SHORT PROBLEM: Which lines in the entries contain the string "boundary", matching case exactly? Show each such line in full.

DATA ROWS:
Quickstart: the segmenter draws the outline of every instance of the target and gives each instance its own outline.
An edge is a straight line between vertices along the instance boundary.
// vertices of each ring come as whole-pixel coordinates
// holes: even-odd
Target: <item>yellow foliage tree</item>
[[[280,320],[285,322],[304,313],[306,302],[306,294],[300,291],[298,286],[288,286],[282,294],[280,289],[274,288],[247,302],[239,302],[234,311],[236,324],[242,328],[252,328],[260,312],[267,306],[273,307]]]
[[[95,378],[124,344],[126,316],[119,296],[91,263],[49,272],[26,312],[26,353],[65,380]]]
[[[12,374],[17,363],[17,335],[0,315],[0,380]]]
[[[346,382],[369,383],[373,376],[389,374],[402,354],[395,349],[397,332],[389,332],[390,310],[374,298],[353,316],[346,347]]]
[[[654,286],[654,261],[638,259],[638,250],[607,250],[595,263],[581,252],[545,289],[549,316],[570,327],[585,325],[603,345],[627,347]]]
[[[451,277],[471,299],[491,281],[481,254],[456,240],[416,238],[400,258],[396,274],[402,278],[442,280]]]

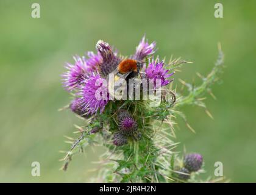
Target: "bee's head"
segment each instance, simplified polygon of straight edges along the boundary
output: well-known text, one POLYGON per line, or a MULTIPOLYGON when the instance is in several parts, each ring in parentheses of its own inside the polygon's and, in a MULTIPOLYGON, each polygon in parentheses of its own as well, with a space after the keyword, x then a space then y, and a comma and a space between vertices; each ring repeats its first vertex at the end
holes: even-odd
POLYGON ((140 73, 140 70, 142 68, 143 64, 145 63, 144 60, 137 61, 137 72, 140 73))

THE SOLUTION:
An edge is a straight line between vertices along the instance boundary.
segment each instance, simplified polygon of straight edges along the boundary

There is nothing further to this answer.